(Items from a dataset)
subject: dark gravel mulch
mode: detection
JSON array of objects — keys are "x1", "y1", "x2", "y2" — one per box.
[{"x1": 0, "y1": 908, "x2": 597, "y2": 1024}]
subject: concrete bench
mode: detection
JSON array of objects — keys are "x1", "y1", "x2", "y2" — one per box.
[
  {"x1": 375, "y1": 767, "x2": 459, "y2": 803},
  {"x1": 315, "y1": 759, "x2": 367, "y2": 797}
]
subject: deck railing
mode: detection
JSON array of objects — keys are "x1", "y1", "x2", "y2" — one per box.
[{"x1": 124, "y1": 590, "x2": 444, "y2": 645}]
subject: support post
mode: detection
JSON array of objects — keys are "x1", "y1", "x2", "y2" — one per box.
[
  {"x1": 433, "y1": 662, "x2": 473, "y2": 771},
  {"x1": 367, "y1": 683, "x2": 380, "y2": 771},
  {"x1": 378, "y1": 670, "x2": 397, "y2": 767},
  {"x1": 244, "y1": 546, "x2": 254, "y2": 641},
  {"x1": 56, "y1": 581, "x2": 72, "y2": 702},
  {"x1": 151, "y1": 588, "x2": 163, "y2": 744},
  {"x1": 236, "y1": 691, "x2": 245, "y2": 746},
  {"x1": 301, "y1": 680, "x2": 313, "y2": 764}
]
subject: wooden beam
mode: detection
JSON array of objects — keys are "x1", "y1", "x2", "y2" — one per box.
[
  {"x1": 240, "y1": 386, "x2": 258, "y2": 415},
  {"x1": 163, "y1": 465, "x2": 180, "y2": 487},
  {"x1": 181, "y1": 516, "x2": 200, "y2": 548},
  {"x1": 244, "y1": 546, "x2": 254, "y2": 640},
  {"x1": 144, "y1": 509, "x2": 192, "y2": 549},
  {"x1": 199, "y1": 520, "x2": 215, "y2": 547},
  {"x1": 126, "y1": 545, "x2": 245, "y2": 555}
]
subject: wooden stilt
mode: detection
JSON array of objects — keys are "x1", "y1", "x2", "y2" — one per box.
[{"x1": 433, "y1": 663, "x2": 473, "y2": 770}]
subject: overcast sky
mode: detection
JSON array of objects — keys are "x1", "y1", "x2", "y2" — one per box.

### Activity:
Once you have read through the entries above, state how many lines hold the word "subject", giving nothing but the number.

### Response area:
7